Material for this task ▸
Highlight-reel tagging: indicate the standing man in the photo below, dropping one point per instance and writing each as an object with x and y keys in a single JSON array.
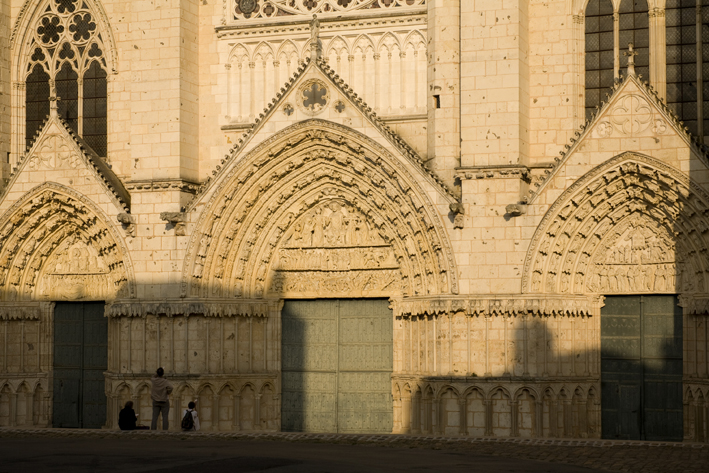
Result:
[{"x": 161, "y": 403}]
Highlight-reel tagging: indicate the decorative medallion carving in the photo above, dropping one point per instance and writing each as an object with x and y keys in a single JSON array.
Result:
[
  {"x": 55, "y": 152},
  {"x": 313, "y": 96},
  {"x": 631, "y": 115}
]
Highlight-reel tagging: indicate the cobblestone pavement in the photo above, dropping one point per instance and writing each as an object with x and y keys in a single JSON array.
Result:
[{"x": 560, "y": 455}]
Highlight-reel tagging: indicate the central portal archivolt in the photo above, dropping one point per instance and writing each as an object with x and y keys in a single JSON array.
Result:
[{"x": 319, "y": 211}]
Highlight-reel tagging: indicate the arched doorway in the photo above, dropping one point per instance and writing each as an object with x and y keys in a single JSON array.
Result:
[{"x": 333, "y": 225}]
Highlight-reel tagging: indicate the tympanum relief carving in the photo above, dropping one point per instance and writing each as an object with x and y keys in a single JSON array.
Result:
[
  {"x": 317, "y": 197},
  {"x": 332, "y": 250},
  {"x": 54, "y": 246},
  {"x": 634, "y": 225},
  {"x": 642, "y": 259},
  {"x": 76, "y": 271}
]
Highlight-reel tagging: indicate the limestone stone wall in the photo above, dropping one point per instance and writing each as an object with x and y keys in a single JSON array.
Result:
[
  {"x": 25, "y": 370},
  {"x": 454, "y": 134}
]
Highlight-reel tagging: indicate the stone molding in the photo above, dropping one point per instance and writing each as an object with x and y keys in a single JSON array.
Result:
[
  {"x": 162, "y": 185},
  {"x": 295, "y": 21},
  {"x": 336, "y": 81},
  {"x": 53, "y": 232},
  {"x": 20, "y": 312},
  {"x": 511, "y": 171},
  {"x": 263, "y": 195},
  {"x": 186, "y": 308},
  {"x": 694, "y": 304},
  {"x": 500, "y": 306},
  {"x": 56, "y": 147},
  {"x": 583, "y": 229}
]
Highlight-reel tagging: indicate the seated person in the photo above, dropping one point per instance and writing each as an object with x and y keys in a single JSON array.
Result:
---
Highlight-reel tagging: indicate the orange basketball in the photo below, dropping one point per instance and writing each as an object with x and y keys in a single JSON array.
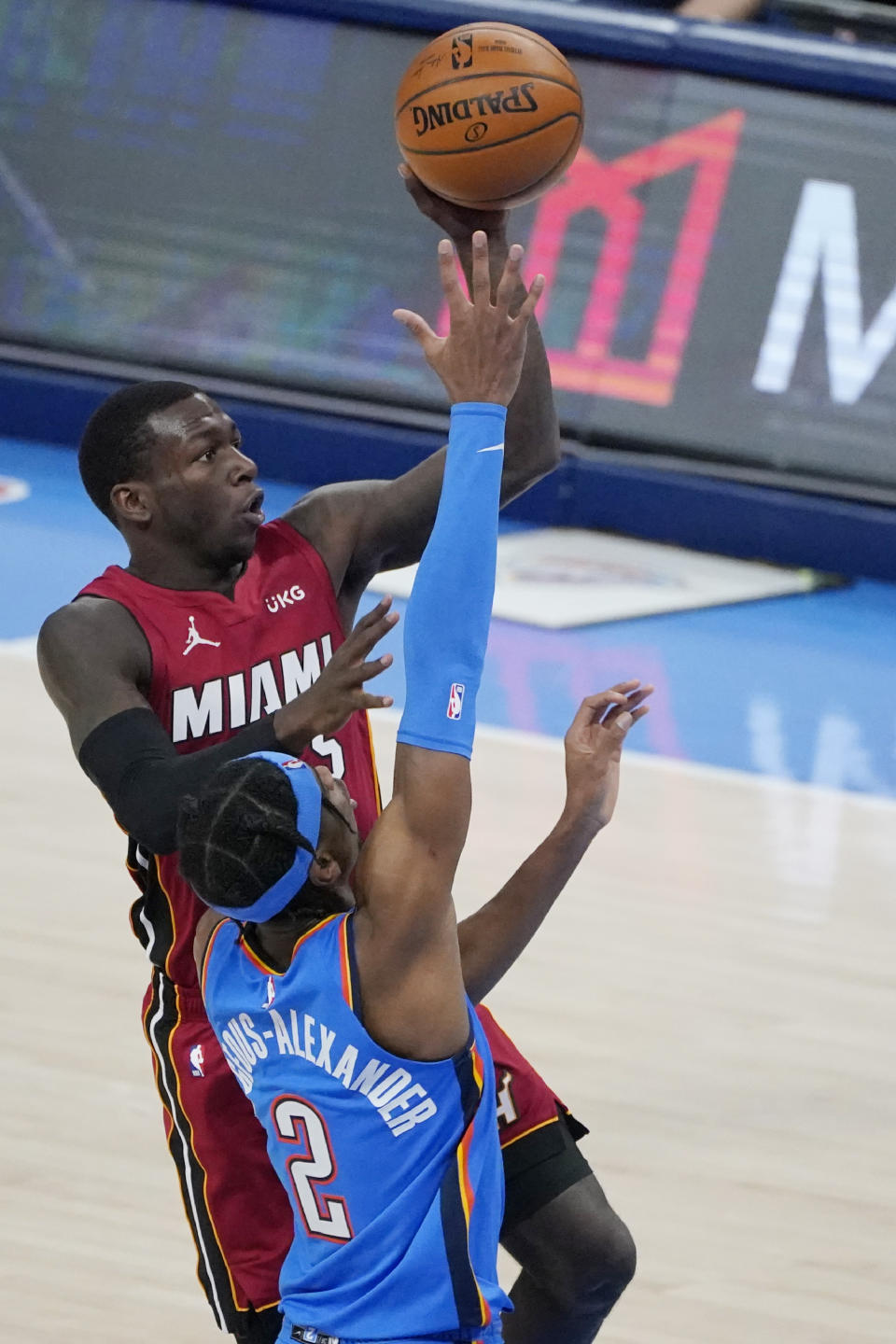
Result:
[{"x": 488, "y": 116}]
---
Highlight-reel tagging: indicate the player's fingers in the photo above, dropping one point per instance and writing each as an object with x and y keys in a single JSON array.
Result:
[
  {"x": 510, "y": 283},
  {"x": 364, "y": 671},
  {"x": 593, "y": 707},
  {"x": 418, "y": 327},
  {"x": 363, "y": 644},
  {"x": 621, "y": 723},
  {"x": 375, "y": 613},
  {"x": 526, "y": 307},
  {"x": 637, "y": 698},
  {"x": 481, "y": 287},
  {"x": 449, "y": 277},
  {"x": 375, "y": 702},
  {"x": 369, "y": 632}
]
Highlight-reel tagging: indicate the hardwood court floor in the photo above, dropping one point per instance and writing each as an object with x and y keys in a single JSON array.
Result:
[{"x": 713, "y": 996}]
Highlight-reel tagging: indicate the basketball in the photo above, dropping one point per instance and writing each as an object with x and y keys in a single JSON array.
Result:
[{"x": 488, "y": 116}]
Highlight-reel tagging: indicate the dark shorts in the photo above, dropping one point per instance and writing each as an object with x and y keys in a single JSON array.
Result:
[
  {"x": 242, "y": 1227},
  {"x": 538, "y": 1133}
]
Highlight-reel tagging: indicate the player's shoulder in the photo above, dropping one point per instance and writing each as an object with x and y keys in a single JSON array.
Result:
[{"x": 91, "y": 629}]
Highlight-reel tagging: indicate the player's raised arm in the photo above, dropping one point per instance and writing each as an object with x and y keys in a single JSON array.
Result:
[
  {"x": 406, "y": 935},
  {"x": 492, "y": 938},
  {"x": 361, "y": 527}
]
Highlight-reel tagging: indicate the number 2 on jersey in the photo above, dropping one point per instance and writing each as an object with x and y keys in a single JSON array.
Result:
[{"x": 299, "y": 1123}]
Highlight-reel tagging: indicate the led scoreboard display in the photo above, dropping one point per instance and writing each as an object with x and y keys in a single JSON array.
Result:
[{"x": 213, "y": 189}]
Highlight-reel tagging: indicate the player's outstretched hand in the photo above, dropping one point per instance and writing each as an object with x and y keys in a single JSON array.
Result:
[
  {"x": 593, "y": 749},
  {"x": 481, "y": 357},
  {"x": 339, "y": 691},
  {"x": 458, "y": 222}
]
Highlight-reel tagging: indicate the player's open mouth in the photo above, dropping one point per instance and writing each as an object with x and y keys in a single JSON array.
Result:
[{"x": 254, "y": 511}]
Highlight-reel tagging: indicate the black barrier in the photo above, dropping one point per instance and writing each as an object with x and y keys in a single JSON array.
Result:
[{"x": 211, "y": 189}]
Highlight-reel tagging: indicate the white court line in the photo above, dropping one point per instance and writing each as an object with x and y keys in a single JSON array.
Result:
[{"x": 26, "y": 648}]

Work to be completed ▸ Pick out every line of the items above that contains the word "carving", and copy each one.

Finished task ▸
Highlight-reel tagging: indicate the decorative medallion carving in the photo above, dropping one point per instance and writing each as an object with x and y keys in a single JSON array.
Highlight-reel tagging: indicate the tympanum relief carving in the photo above, dropping one point per instance and writing each as an object with x and y keys in a single JSON array.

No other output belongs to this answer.